- ФРАГМЕНТ ДОКУМЕНТА:

Тот самый Зощенко – офицер Первой мировой, пять орденов, командир роты. Был отравлен газами. 1917–1920 годы. Скитания. В книге «Перед восходом солнца» он писал:
«В кресле против меня французский полковник. Чуть усмехаясь, он говорит:
– Завтра, в двенадцать часов дня, вы можете получить паспорт. Через десять дней вы будете в Париже… Вы должны благодарить мадемуазель Р. Это она оказала вам протекцию.
…Я говорю:
– Я не собираюсь никуда уезжать, полковник. Это недоразумение.
Пожав плечами, он говорит:
– Мой друг, вы отдаете себе отчет, что происходит в вашей стране?.. Прежде всего это небезопасно для жизни – пролетарская революция…
– Хорошо, я подумаю, – говорю я. Хотя мне нечего думать. У меня нет сомнений. Я не могу и не хочу уехать из России. Я ничего не ищу в Париже».
Он не уехал. Он не мог уехать из России.
В 1941 году пытался уйти на фронт. Со своим пороком сердца, полученным от отравления газами.
«Перед восходом солнца» он стал печатать по кускам в 1943 году.
Эта книга была лично ненавистна Сталину. В 1946 году – постановление Оргбюро ЦК ВКП (б) от 14 августа 1946 года № 274.
Цитата:
«В журнале “Звезда” <…> появилось много безыдейных, идеологически вредных произведений. Грубой ошибкой “Звезды” является предоставление литературной трибуны писателю Зощенко, произведения которого чужды советской литературе. Редакции “Звезды” известно, что Зощенко давно специализировался на писании пустых, бессодержательных и пошлых вещей, на проповеди гнилой безыдейности, пошлости и аполитичности, рассчитанных на то, чтобы дезориентировать нашу молодежь и отравить ее сознание. Последний из опубликованных рассказов Зощенко “Приключения обезьяны” (“Звезда”, № 5–6 за 1946 г.) представляет пошлый пасквиль на советский быт и на советских людей. Зощенко изображает советские порядки и советских людей в уродливо карикатурной форме, клеветнически представляя советских людей примитивными, малокультурными, глупыми, с обывательскими вкусами и нравами. Злостно хулиганское изображение Зощенко нашей действительности сопровождается антисоветскими выпадами. Предоставление страниц “Звезды” таким пошлякам и подонкам литературы, как Зощенко, тем более недопустимо, что редакции “Звезда” хорошо известна физиономия Зощенко и недостойное поведение его во время войны, когда Зощенко, ничем не помогая советскому народу в его борьбе против немецких захватчиков, написал такую омерзительную вещь как “Перед восходом солнца”…».
Что еще? Он выжил, не был арестован. Ждал ареста. Писать и печататься не мог. Голодал. Сапожничал, как в 1918 году.
И скоро ушел.
Никому не известно, как сложилась бы его жизнь в Париже, и случился бы на свете писатель Зощенко или нет, и была бы – или нет – у нас счастливая возможность прочитать вот это: «…огромные потрясения выпали на мою жизнь. <…> Но ведь я-то не видел в этом катастрофы! Ведь я же сам стремился увидеть в этом солнце!»

- ПОРЯДОК ВЫПОЛНЕНИЯ:
**A)** Ответьте на вопросы по тексту о Зощенко:
(i) В каком году Зощенко стал печатать «Перед восходом солнца» по кускам?
(ii) Какой рассказ в постановлении назван последним из опубликованных рассказов Зощенко?
(iii) Каким ремеслом Зощенко занимался после постановления, как в 1918 году?
**B)** Перепишите фрагмент записей в виде CSV с двумя столбцами, «формулировка» и «ответ». Одна строка соответствует одной формулировке и ее ответу. Каждое значение заключите в кавычки как одно поле, а переносы строк замените пробелами. Начните со строки, где есть «Your task is to find bird and», и закончите строкой, где есть «[506,326,535,370]», включив обе.
Текст и записи представляют собой независимые друг от друга материалы.

Фрагменты данных об ограничивающих рамках
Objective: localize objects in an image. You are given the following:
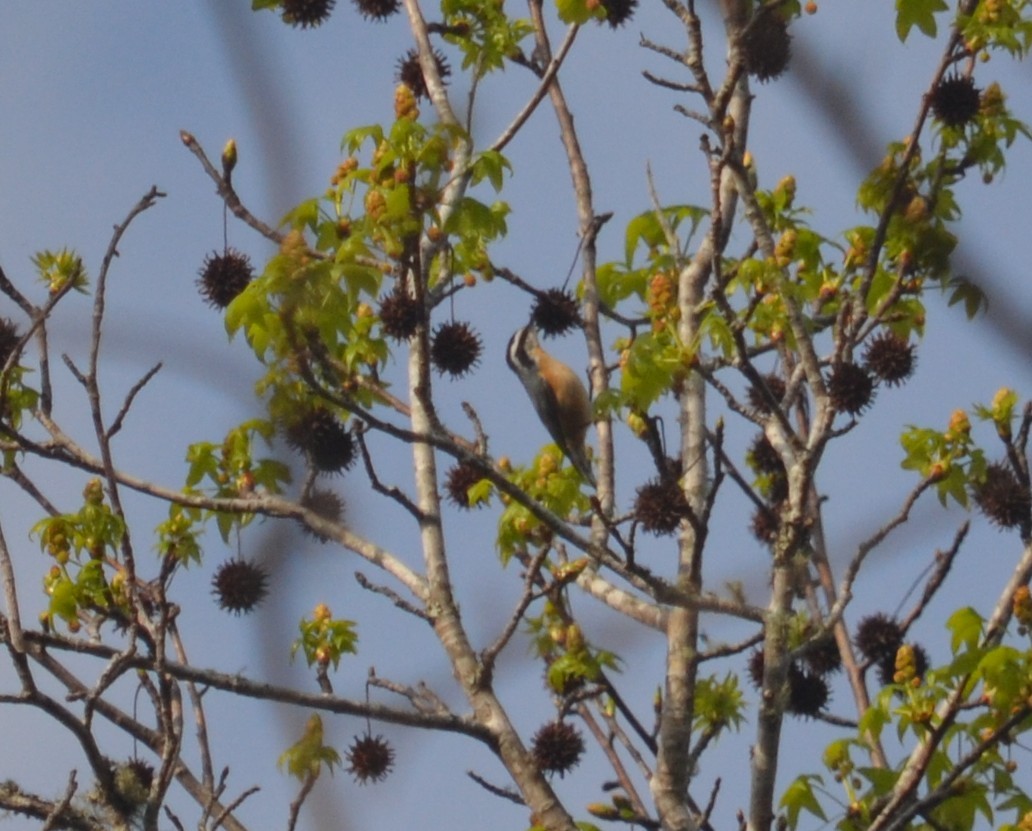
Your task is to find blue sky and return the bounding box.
[0,0,1032,830]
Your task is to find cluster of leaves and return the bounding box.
[290,603,358,669]
[781,608,1032,831]
[32,479,129,632]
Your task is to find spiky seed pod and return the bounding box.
[745,433,784,474]
[282,0,336,29]
[972,461,1032,529]
[212,558,268,614]
[635,479,690,536]
[864,331,916,386]
[853,612,903,662]
[533,722,584,778]
[430,321,483,378]
[286,408,355,473]
[601,0,638,29]
[828,361,874,416]
[530,289,581,338]
[742,11,792,82]
[0,317,22,369]
[346,733,394,785]
[932,74,981,127]
[111,759,154,811]
[803,635,842,678]
[748,374,785,413]
[445,461,487,509]
[354,0,401,21]
[380,285,423,342]
[749,506,780,545]
[301,487,344,542]
[788,664,831,718]
[197,248,254,309]
[396,49,451,98]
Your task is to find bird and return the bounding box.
[506,323,596,487]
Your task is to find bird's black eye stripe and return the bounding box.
[506,326,535,370]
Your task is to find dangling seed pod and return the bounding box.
[396,49,451,98]
[111,759,154,811]
[803,635,842,678]
[788,664,831,718]
[281,0,336,29]
[430,321,483,378]
[864,331,915,386]
[286,408,355,473]
[531,722,584,778]
[354,0,401,22]
[972,461,1032,529]
[742,11,792,82]
[212,558,268,614]
[445,461,487,510]
[828,361,874,416]
[601,0,638,29]
[932,74,981,127]
[197,248,254,309]
[380,285,423,342]
[853,613,903,663]
[347,733,394,785]
[635,479,690,536]
[530,289,581,338]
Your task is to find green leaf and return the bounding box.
[946,606,985,652]
[780,774,828,828]
[50,578,78,621]
[473,150,513,191]
[896,0,948,42]
[555,0,606,24]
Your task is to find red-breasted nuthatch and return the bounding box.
[506,325,595,486]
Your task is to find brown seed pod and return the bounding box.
[281,0,336,29]
[346,733,394,785]
[531,722,584,778]
[212,558,268,614]
[197,248,254,309]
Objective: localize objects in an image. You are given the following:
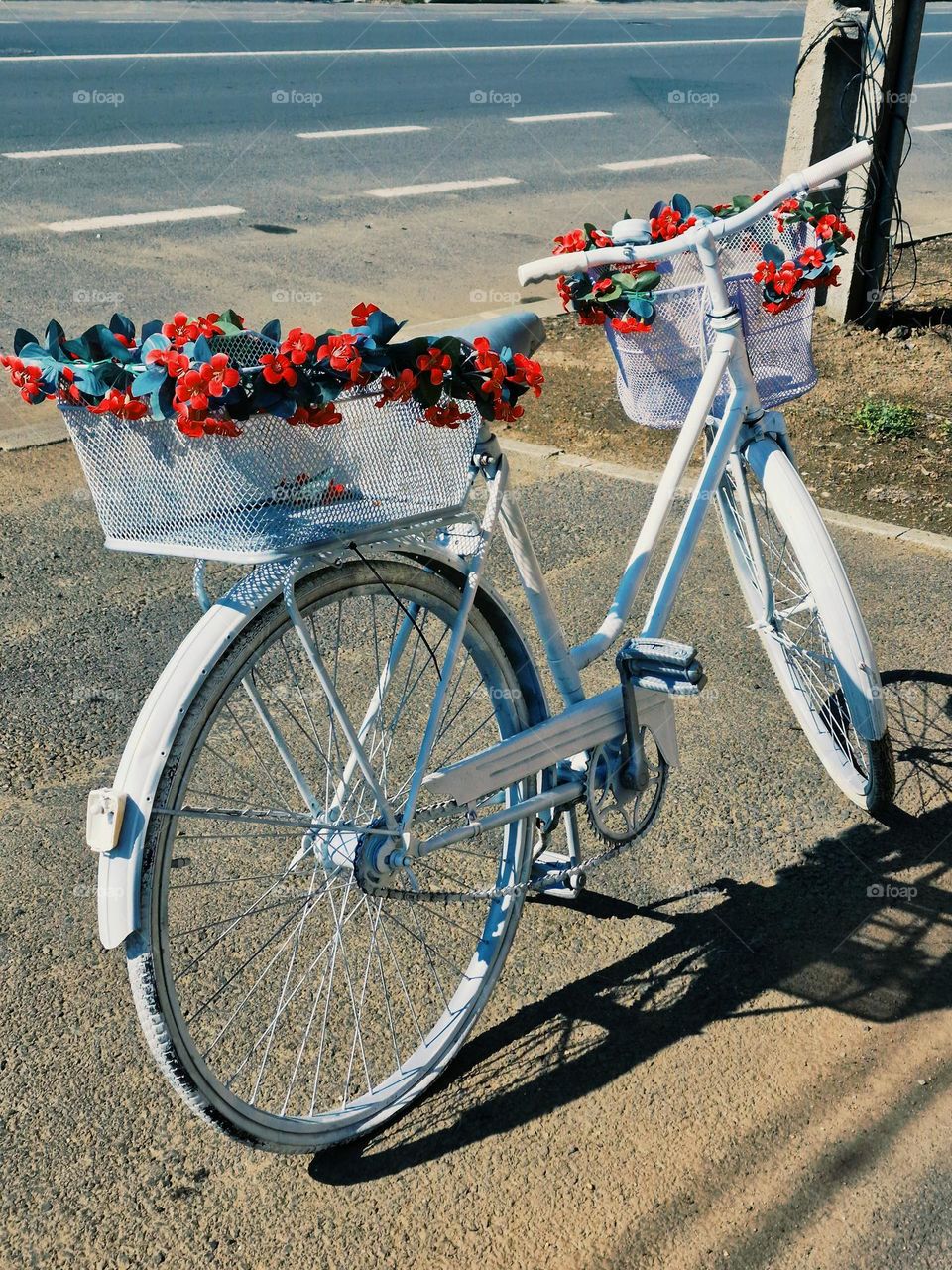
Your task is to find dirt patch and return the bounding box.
[507,239,952,534]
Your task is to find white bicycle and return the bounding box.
[77,139,893,1152]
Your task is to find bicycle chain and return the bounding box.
[361,813,641,904]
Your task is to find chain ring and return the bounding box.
[355,729,669,904]
[585,727,667,847]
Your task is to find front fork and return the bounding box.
[708,410,796,626]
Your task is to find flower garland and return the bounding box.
[553,190,853,335]
[0,304,544,437]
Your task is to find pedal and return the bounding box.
[615,636,707,698]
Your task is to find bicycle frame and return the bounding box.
[294,235,783,866]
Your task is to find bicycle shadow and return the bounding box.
[308,671,952,1185]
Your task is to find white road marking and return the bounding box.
[507,110,615,123]
[364,177,522,198]
[44,205,245,234]
[3,141,185,159]
[0,36,812,63]
[295,123,430,141]
[598,154,711,172]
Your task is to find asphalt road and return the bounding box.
[0,0,952,383]
[0,445,952,1270]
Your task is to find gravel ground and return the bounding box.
[0,445,952,1270]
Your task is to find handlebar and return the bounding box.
[518,141,872,287]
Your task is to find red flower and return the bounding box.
[317,335,363,384]
[195,314,225,339]
[422,401,470,428]
[262,353,298,387]
[493,398,526,423]
[202,353,241,396]
[552,230,585,255]
[280,326,317,366]
[146,348,190,378]
[289,401,344,428]
[509,353,545,396]
[798,246,826,269]
[771,260,803,296]
[373,366,420,410]
[163,313,198,348]
[350,304,380,326]
[416,344,454,384]
[89,389,149,419]
[612,318,652,335]
[472,335,499,373]
[649,207,697,242]
[176,353,242,410]
[4,357,50,405]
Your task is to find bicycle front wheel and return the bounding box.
[127,559,531,1151]
[717,442,896,814]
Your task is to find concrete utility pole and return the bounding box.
[783,0,926,321]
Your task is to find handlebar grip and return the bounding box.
[518,251,588,287]
[799,141,872,190]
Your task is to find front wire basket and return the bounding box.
[604,216,817,428]
[60,332,480,564]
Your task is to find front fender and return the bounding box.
[98,548,547,949]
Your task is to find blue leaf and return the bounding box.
[132,366,168,396]
[191,335,212,362]
[139,334,172,362]
[13,327,37,357]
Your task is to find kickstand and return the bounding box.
[530,807,585,899]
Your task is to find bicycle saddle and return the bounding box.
[443,310,545,357]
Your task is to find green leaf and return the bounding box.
[632,269,661,295]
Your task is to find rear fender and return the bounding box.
[98,548,547,949]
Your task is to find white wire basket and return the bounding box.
[60,334,480,564]
[604,216,817,428]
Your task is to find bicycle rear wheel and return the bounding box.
[127,559,531,1151]
[717,442,896,814]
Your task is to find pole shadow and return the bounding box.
[308,671,952,1185]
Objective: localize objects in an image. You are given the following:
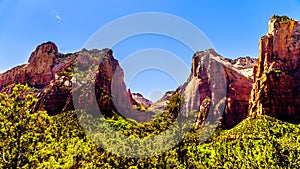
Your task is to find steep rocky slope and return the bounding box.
[0,42,151,121]
[177,49,255,128]
[249,16,300,121]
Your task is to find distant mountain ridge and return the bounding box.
[0,16,300,128]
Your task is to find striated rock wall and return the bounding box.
[0,42,152,121]
[179,49,256,128]
[249,16,300,121]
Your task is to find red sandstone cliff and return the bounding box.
[249,16,300,121]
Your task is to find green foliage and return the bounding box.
[0,85,300,168]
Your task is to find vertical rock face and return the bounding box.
[249,16,300,121]
[0,42,152,121]
[0,42,58,88]
[178,49,256,128]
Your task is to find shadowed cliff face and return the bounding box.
[177,50,256,128]
[0,42,151,121]
[249,16,300,121]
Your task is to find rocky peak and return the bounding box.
[28,42,58,64]
[249,15,300,119]
[177,49,255,128]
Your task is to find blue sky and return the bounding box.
[0,0,300,101]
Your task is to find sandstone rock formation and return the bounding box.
[177,49,255,128]
[150,91,174,112]
[249,15,300,121]
[128,89,153,109]
[0,42,151,121]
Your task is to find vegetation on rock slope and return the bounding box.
[0,85,300,168]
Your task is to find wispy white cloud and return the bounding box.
[55,15,63,24]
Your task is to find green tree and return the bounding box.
[0,85,51,168]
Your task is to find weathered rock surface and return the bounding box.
[178,49,256,128]
[150,91,174,112]
[249,15,300,121]
[0,42,151,121]
[128,89,153,109]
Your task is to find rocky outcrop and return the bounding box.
[178,49,256,128]
[0,42,152,121]
[128,89,153,109]
[149,91,174,112]
[249,16,300,121]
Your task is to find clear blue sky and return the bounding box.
[0,0,300,100]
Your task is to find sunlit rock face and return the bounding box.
[177,49,256,128]
[249,16,300,121]
[0,42,151,121]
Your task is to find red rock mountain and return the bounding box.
[249,15,300,121]
[0,16,300,128]
[0,42,151,121]
[177,49,256,128]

- ОТВЕТЫ:
**A)**
(i) В 1943 году.
(ii) «Приключения обезьяны».
(iii) Сапожничал.

**B)**
формулировка,ответ
"Your task is to find bird and return the bounding box.","[506,323,596,487]"
"Your task is to find bird's black eye stripe and return the bounding box.","[506,326,535,370]"